* **Отрывок для чтения**

####################

Здесь налицо абстрактная трактовка элементов, хотя и не настолько схематичная, как в Солсберийском соборе: то есть листья представлены главным образом текучей линией контура; они практически не подрезаны по краям, но связаны с каменным основанием плавной и в высшей степени продуманной кривой; у них нет зубчиков, нет прожилок, центральной жилки или черенка – лишь изящно вырезанная линия, тянущаяся к оконечности каждого листа, отмечает местоположение срединной фибры и ложбинки. Общий характер стилизованного скульптурного изображения свидетельствует о том, что при желании архитектор мог бы продвинуться гораздо дальше по пути совершенствования своей имитации природной формы, но сознательно остановился на достигнутом; и полученный результат настолько совершенен в своем роде, что я склонен безоговорочно признавать авторитет этого мастера в вопросе абстрактной трактовки (учитывая все прочие его работы, мной виденные).

XXXII. К счастью, он выразил свое мнение на сей счет весьма недвусмысленно. Описанный выше лиственный орнамент находится на боковом контрфорсе, на одном уровне с верхом западного портала; посему его невозможно хорошо разглядеть иначе, как с деревянной лестницы колокольни; изначально он рассчитан на зрителя, находящегося не на близком расстоянии, а самое малое в сорока-пятидесяти футах от него. Под сводом самого портала, в два раза ближе к зрителю, имеются три ряда резных декоративных элементов – как мне кажется, выполненных тем же мастером и, во всяком случае, являющихся частью того же замысла. Один из них представлен на рис. I, 2а. Читатель увидит, что степень стилизации здесь гораздо ниже; каждый лист плюща имеет черенок, примыкающий к нему плод и срединную жилку в каждой своей доле и настолько сильно подрезан по краям, что почти отделяется от каменного основания; а на представленном выше орнаменте из виноградных листьев (относящемся к тому же периоду), взятом с южного портала, ко всем прочим скопированным с природного образца чертам добавляется еще и зубчатость. Наконец, в фигурах животных, которые образуют орнамент в наружной части портала, находящейся ближе всего к зрителю, схематичность почти полностью исчезает, и они представляют собой скульптурные имитации, очень близкие к оригиналу.

####################

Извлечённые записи
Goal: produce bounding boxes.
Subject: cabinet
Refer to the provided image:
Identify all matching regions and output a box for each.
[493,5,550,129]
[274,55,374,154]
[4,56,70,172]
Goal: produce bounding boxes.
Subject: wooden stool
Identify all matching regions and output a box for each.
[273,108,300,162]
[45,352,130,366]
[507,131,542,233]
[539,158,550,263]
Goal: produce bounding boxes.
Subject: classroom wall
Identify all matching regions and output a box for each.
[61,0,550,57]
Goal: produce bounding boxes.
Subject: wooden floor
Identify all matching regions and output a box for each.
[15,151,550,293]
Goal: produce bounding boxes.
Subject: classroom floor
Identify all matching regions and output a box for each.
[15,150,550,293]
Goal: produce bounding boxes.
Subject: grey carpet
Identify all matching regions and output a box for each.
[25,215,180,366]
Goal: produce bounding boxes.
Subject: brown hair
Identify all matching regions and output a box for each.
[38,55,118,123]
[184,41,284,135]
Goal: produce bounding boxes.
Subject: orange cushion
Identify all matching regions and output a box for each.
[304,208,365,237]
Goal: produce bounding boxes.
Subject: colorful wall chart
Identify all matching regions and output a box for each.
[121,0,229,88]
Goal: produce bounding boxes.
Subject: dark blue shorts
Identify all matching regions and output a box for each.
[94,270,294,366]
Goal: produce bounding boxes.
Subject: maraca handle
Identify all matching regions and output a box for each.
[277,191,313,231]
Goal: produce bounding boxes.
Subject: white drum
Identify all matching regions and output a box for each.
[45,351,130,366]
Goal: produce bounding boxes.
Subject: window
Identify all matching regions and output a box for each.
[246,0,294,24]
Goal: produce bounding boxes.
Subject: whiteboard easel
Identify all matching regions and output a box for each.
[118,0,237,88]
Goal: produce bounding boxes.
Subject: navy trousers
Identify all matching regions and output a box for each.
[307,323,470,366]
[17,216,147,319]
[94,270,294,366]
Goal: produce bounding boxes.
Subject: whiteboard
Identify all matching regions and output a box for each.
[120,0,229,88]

####################

Судя по отрывку о резном орнаменте портала, на каком расстоянии от зрителя изначально рассчитан лиственный орнамент на боковом контрфорсе? Записи здесь никакой роли не играют.

Самое малое в сорока-пятидесяти футах от зрителя.